#### About this task
All of the data, word for word and free of pictures, is the expected result.

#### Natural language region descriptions
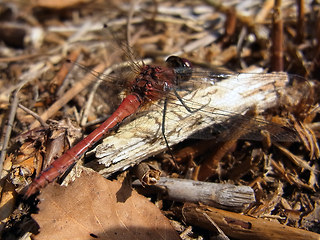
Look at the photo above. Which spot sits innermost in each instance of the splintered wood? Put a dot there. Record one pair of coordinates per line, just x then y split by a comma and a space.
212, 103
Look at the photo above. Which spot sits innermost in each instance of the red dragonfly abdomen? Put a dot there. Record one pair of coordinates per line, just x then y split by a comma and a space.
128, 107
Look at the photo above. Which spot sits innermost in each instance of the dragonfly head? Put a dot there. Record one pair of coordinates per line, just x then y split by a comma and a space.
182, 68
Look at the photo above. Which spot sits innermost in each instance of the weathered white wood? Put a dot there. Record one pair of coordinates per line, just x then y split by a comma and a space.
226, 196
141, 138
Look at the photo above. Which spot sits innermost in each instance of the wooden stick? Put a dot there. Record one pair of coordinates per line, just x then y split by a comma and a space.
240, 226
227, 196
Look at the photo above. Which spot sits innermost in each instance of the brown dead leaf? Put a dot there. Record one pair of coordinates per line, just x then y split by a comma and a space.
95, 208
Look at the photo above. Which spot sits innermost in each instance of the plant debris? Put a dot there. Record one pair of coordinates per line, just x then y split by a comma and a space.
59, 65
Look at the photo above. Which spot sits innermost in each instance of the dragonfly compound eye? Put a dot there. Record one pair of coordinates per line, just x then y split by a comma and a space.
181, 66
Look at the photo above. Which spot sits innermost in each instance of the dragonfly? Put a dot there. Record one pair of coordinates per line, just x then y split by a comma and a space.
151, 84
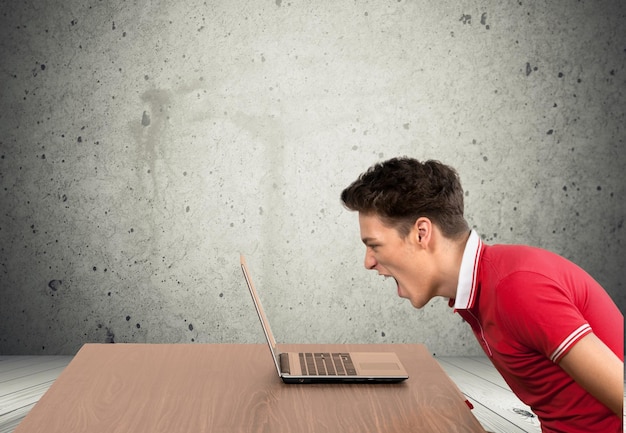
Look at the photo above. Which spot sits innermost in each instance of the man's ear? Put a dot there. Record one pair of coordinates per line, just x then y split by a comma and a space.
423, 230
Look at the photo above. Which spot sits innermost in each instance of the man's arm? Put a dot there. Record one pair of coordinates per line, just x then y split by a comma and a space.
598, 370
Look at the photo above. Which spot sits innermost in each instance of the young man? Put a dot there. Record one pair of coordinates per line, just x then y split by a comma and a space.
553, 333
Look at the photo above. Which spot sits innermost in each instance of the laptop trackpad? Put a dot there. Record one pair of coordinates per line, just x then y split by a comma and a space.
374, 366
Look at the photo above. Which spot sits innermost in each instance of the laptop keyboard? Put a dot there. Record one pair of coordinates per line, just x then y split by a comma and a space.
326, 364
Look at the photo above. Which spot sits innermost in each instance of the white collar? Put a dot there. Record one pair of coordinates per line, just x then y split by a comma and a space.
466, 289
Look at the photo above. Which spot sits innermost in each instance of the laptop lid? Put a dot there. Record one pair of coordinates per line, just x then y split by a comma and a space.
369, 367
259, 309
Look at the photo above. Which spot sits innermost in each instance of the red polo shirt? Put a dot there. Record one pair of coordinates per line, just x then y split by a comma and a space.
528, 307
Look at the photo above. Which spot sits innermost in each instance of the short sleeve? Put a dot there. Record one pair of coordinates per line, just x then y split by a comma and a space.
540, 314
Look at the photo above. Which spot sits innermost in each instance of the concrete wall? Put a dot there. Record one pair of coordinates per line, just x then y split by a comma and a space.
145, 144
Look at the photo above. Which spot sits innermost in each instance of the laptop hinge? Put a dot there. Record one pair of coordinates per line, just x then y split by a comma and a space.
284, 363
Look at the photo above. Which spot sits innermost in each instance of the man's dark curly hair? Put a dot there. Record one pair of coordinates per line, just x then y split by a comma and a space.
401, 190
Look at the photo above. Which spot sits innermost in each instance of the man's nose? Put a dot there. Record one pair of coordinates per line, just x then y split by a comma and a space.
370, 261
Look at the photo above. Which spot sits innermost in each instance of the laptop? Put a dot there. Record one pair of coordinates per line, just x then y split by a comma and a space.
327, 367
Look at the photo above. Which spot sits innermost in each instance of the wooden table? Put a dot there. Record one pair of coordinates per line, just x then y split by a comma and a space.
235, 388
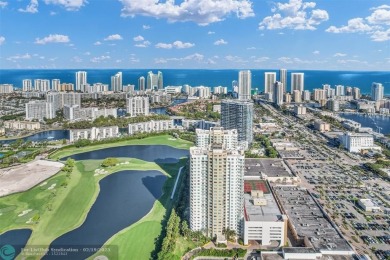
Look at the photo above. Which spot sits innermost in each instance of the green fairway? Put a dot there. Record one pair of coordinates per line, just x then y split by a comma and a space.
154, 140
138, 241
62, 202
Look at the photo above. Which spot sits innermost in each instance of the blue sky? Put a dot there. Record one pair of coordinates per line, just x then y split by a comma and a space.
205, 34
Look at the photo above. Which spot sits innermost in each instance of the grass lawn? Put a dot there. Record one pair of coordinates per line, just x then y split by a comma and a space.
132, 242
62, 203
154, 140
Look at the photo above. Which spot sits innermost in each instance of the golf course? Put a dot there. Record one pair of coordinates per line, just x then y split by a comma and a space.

#### Task response
Look at the photo above. Which spot sits innermost in each instance of the splintered wood? Put a dot there. Record one pair of coordinates per line, just x then y split by a comma and a space.
212, 103
Look at the photo above. Which spot sits innermost in each instance of the red dragonfly abdomen? Put a dot there. Record one pair of coordinates per line, just x then y split by a comma and a space.
128, 107
Look at the photo above. Which spot sits innermost in each instance of the dragonfly head? Put a dot there. Record one pair of coordinates per line, just x then y split by a comma and a space.
182, 68
Look at the photo above. Which spot sits innermost in each instance of the weathered white wood? Put a dot there. Record one pair of coordinates per line, just x then y split by a comma and a space.
226, 196
141, 138
Look at the photo above. Which spot sits innermost in each instance of the wooden stick? Put a dot there. Record one pair of coordinates per line, just x then y split by a comma and a space.
240, 226
227, 196
Look at the photo above. Which spot sits innermost in each instance of the brown dead leaf? Put a dot there. Record one pair of coordinates per line, just x then y split by a comma and a space.
95, 208
Look at the photo above. Which spot sits innermost in each instance of the plant debris? Put a dot there. Record one pair of coordinates per line, just x then y split by a comma and a space.
59, 65
Look at the photo above. Which spot sits innermost in each instance of the dragonfly compound eye? Put a dot there. Record one pair of coordinates per line, just x then y split by a comma and a space.
181, 66
Look at the photo above. Which spot sits innermost in each instance of the dragonfly? Put a dot there. Record one pair of coordinates per line, just x then y split by a comma and a space.
151, 84
Look at the photo above. Which spot sits innermost in each instance of the man's ear? Put a dot there. Record one pair of coordinates per line, just x then y split by a comma and a space.
423, 230
Look at the photo above. Which spot sits innermost in each instance of the man's arm? Put a dot there. Record one pair of coordinates per line, just x then y split by a comma and a space.
598, 370
Look at the photo above. Which spot sits innermost in each instance of the young man? Put a dot there. Record one pair of coordinates per line, just x then y split by a comma and a space.
553, 333
Look at the photo above. Which spot sits innermost in each instance of the laptop trackpad? Put a dot there. Record one pair of coordinates per line, just x then y split by a comma and a space.
374, 366
Look at the photo above. Which spot sits innermost in each instance of the laptop keyboard? Put a dot there. Record one pair of coordinates per line, just x then y split by a comma and a space.
326, 364
Look at the photo above. Which spot sits innermost in each instance of the white collar? Put a dot there. Record one pair of coordinates per line, just x then y split by a comma and a space.
466, 289
Look at the photo above. Which spot sits innermost in each instance of the laptop lid? Put a dot there. Record one pair of coordinates per line, just x then y split by a comma and a space.
369, 367
259, 309
Look at the photo above. Which spot sits innermost in each instance of the red polo shirt? Put a dot there. Record one pair of coordinates per line, just x then y split by a comma and a space.
528, 307
Look at the photo above. Which spot sits innermost in each instance of the short sleeve? Put a dot there. Record one pair of coordinates per line, just x then y split by a comma and a space.
540, 314
Look at the photo above. Which spot sits innermost in each instance of the concrete wall? Put a dot there. Record one pair of coordinates per line, just x then y split by a comma and a space.
145, 144
Look at the photo above. Which spot sits innermost in each instance of the laptop hinge? Put a dot there. Record one pair of coordinates per line, just x then y split by a comma and a space.
284, 363
Look at the photo above. Which spot sits innermost in each instance of the man's dark curly hair? Put a dot there. Record one pair of coordinates per line, just x then y split by a comma and a space.
401, 190
Look at the photo above. Which spot sits innermost in each instance of the man's nose? Put a dot there. Record one pair of coordinates per line, just x then y split by a comma and a space.
370, 261
Look at the photo above. Which spot sits innermost in each instance of the laptop? Put a dot there. Record one pair of coordinates per line, just x then y split by a comma and a space.
327, 367
Look at the photo above. Which spot sits innermost in each instance of the wooden table? Put a dot there. Record one pair of coordinates per line, just x then y split by a comma and a space.
235, 388
Look at the photo above. Which spot sits innermost in each instance of the green fairway? Put a dot there. Record one pair of coordinates per line, just x then y split by a comma and a space.
154, 140
138, 241
62, 202
Look at the photo above. Which spot sits innermost in each instance of the blue sky? Put a dot there. Record one pair of coordinates per line, just x then y split by a comma and a space.
205, 34
Look at the photo above. Which spot sits innermost in each instance of the grass lawn? Put a dot there. Record one pair of coordinates per line, just x then y split by a comma and a space.
132, 242
62, 203
154, 140
Look at the photo above. Which spot sits innermost in each instance of the golf course? Put a dot there. Record one pair of coordinates per line, just x then y split by a comma and a space.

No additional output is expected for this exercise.